Stored data
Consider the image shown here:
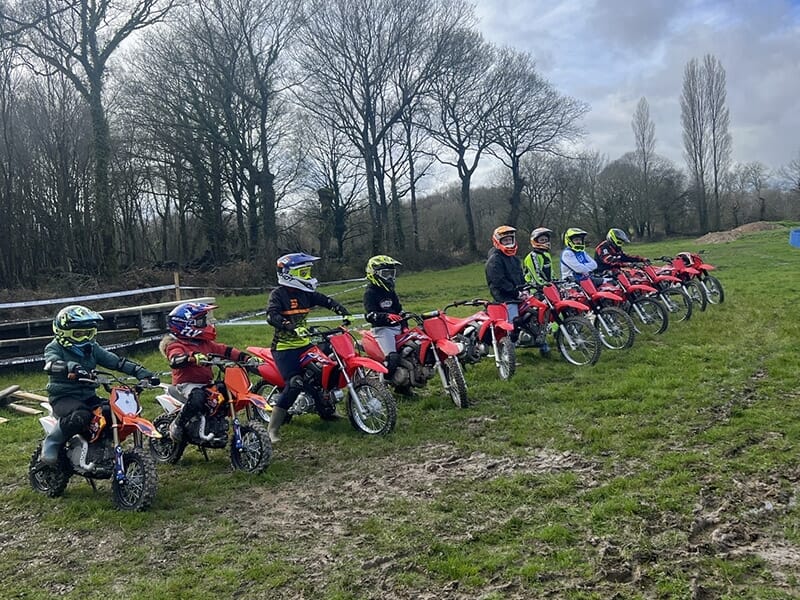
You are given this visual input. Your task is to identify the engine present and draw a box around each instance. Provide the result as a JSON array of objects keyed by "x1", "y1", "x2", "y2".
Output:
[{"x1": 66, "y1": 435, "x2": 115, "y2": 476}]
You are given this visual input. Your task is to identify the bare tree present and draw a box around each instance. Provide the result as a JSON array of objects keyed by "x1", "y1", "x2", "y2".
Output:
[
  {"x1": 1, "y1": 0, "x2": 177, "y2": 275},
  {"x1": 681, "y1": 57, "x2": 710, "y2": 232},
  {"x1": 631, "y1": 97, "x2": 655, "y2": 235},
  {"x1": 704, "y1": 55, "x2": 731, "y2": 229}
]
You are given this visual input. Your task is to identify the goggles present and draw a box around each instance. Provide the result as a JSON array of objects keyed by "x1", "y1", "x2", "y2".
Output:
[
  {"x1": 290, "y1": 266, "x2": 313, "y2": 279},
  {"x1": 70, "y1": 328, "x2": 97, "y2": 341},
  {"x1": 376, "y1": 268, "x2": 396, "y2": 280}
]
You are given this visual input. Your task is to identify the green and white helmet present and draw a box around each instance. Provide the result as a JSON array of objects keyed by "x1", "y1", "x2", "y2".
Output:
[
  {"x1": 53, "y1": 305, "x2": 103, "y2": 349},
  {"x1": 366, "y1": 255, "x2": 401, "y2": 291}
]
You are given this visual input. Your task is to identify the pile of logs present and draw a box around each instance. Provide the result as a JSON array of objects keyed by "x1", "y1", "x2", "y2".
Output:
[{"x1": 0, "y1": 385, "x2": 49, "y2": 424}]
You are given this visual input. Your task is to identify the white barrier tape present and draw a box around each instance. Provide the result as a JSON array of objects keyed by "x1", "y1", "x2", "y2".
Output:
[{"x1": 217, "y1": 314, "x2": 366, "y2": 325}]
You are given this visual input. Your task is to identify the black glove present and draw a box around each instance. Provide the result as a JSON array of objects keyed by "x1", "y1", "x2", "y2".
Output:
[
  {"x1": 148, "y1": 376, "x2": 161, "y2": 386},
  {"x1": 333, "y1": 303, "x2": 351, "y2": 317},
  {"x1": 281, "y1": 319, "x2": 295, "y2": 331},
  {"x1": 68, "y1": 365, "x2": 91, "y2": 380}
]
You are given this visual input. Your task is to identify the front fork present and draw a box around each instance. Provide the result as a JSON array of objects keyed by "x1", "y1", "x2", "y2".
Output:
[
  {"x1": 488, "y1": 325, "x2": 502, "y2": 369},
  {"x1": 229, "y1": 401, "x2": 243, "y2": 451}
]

---

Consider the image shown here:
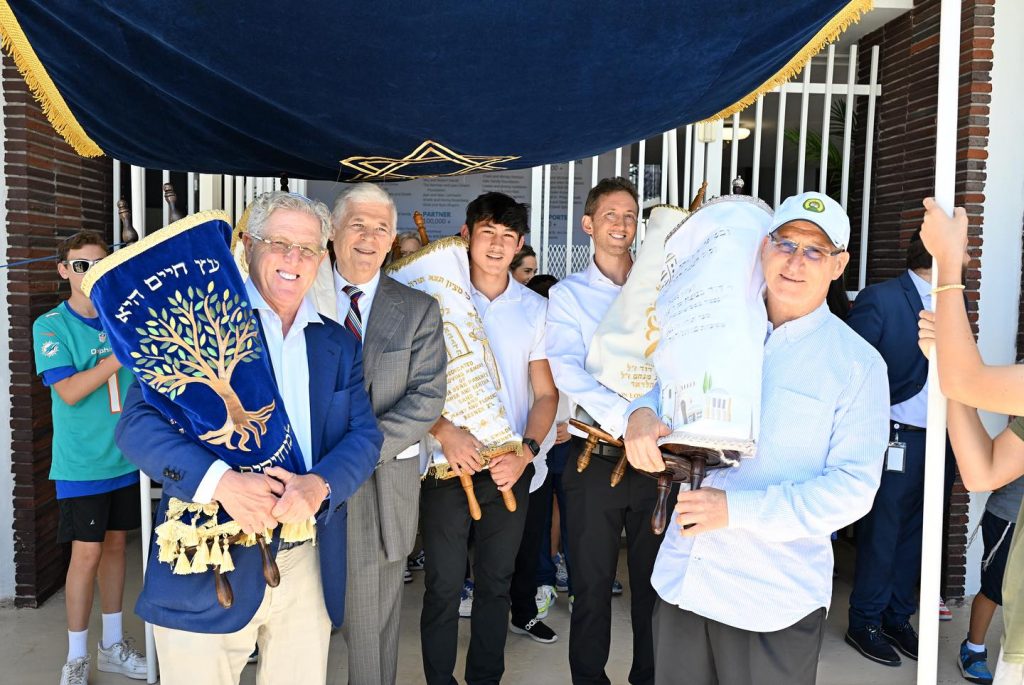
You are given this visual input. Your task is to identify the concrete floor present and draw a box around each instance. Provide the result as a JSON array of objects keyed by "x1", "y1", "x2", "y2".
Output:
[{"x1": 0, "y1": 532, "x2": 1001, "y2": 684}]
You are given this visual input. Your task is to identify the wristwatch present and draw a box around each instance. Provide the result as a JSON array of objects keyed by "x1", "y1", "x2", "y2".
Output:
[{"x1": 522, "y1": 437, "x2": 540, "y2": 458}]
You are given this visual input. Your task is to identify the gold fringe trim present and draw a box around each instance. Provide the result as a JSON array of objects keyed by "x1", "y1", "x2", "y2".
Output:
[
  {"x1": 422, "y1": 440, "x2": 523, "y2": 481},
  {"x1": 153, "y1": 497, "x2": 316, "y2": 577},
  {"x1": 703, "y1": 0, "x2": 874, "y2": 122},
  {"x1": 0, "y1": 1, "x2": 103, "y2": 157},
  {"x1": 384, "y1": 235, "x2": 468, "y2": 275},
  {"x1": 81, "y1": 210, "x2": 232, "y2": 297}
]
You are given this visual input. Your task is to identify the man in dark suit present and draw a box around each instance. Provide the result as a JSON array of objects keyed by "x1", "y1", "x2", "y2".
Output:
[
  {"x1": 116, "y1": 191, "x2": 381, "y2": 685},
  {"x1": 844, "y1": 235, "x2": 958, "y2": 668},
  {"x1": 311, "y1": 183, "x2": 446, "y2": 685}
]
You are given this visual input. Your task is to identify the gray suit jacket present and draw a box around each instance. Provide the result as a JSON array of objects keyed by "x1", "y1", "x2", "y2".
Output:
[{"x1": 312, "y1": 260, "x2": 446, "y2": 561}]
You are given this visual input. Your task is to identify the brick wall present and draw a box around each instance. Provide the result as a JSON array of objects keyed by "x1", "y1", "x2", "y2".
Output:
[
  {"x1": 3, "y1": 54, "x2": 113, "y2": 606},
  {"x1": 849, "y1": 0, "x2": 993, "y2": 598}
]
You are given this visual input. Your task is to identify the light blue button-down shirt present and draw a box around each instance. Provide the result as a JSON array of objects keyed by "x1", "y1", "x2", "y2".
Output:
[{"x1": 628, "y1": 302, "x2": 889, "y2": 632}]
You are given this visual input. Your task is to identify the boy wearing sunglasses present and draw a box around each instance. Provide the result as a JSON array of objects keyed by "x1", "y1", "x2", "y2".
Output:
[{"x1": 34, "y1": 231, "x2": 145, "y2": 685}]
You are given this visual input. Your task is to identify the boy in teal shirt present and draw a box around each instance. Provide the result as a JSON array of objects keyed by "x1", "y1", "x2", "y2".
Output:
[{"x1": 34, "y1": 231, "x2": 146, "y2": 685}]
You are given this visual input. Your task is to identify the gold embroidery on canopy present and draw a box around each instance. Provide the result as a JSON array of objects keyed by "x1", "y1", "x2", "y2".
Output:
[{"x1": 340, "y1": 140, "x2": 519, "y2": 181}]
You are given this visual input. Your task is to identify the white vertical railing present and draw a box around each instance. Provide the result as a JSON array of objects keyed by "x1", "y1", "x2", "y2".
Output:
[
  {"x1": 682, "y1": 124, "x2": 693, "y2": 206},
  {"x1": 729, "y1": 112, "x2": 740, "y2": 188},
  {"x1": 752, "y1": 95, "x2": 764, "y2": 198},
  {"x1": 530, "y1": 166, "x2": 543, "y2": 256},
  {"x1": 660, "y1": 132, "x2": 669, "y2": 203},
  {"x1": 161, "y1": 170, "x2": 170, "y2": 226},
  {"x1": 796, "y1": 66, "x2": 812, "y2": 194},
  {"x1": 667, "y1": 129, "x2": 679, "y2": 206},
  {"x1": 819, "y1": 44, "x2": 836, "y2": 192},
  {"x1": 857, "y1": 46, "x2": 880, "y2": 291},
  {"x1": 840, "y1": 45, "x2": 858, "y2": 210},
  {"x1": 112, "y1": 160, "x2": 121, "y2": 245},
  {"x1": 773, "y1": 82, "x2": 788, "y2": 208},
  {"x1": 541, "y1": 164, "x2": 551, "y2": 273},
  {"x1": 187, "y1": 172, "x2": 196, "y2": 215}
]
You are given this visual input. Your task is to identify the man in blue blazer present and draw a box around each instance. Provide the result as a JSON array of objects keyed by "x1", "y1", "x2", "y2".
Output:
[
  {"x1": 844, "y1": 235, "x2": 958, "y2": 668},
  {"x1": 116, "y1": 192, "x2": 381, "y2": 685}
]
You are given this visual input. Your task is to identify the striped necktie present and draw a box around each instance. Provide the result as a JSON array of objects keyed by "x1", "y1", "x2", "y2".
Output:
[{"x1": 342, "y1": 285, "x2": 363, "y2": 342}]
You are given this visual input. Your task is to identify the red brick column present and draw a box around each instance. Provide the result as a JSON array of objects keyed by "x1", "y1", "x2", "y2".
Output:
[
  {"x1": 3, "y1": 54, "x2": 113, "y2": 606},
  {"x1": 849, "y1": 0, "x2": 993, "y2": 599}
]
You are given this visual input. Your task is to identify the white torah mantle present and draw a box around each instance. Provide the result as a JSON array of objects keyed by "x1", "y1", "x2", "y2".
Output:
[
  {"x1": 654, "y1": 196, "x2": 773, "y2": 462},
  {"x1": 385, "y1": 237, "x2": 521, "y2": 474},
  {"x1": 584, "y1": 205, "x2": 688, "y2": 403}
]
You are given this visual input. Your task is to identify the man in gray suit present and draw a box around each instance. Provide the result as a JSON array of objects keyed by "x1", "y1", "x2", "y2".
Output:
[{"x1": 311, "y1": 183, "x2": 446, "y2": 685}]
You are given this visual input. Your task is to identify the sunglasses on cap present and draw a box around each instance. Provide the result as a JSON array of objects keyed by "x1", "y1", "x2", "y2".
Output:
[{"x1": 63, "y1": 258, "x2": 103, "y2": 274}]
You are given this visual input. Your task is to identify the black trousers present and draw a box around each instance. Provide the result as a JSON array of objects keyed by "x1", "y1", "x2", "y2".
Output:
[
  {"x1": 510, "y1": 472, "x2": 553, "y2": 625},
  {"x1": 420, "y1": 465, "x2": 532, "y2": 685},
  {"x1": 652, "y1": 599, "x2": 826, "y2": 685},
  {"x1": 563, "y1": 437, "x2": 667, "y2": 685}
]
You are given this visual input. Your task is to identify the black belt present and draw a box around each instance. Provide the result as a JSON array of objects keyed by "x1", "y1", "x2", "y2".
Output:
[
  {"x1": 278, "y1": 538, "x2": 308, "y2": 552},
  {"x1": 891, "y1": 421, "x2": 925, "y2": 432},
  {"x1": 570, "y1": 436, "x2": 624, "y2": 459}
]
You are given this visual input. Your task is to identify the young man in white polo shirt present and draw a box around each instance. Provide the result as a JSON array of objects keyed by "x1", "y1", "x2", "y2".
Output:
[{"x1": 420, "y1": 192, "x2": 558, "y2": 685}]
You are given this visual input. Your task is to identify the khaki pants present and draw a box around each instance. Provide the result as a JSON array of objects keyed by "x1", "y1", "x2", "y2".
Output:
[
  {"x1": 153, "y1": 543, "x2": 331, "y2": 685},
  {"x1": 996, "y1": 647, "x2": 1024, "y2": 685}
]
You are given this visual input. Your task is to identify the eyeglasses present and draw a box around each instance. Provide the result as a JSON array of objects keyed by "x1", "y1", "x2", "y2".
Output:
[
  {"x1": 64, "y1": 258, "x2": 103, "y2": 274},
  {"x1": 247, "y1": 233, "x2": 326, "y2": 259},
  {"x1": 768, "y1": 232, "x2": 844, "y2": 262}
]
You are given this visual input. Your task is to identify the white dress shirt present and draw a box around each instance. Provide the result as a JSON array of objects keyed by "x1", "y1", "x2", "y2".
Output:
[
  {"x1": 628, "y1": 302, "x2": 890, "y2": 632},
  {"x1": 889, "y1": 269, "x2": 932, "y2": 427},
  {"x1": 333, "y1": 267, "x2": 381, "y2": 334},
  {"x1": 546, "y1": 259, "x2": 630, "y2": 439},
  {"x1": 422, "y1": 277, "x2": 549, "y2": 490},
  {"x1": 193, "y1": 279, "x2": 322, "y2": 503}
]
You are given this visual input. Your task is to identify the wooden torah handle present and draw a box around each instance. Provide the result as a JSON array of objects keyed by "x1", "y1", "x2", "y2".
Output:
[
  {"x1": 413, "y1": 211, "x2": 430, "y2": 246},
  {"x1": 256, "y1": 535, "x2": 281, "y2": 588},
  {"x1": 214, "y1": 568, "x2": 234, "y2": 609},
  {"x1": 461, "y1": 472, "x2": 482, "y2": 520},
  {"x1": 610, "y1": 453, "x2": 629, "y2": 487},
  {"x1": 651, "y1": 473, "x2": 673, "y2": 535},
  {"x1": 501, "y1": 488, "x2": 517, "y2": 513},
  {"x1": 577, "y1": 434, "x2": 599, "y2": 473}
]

==

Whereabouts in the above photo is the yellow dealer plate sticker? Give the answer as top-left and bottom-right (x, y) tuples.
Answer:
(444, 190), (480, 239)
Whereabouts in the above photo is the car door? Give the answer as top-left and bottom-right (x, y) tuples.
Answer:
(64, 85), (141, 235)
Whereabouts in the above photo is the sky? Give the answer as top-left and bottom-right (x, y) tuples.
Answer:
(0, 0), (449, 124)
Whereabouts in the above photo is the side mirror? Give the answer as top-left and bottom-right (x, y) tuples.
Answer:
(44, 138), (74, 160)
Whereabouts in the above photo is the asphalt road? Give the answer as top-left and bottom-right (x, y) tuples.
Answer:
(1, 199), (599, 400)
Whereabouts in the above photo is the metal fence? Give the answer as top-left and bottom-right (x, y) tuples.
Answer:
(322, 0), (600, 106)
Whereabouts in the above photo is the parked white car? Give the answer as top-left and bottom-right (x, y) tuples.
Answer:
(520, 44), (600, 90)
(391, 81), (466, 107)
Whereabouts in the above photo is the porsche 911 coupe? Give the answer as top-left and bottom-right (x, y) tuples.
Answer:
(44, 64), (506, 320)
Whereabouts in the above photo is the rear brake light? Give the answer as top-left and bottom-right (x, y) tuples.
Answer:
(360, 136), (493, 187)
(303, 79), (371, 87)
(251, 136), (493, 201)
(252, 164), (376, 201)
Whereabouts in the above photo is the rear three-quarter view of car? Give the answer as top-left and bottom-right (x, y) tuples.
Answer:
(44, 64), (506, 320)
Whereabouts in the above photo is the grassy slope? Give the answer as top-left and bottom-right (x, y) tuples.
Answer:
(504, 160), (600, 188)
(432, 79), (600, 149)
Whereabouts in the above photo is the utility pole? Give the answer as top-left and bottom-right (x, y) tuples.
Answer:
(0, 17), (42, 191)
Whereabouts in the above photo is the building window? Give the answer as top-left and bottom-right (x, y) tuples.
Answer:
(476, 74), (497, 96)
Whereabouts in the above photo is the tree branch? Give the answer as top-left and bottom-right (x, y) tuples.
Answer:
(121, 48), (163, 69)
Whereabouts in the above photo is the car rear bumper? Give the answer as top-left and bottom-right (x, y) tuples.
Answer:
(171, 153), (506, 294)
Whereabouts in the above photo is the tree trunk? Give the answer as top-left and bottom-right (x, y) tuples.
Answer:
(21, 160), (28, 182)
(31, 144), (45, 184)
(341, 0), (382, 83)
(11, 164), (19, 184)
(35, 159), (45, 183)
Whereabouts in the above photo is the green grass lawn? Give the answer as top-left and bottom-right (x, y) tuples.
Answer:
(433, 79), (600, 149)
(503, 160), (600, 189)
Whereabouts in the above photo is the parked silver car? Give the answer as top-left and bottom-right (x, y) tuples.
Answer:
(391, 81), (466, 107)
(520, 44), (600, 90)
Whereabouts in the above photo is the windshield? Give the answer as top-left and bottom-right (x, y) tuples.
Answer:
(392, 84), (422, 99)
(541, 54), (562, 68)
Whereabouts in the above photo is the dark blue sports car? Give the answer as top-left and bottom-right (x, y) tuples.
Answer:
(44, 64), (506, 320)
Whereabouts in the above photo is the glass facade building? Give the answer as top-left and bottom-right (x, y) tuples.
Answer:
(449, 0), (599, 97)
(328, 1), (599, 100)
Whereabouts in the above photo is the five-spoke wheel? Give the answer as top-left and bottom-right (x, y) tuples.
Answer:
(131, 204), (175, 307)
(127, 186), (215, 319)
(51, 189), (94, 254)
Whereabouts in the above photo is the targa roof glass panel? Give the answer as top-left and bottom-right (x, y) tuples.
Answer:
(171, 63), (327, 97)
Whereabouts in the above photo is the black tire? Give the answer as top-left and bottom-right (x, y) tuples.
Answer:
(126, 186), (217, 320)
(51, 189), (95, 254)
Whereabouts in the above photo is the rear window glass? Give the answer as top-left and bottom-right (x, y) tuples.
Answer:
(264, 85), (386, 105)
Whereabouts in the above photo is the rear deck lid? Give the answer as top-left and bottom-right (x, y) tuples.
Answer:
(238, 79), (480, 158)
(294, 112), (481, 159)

## Exercise
Where a line in the records above contains the word "tree", copy that line.

## Response to the exercise
You are given this visual input. Your task is to identify the bare tree present and draw a box around each instance. Provide the result as a JSON array of objects keyed by "x1", "y1", "x2", "y2".
Whereabouts in the above photo is the tree branch? Give the answer as top-left and bottom-right (x, y) tuples.
Whereabouts in the above photo is the tree trunk? Give the answer as top-left and bottom-right (x, y) tuples.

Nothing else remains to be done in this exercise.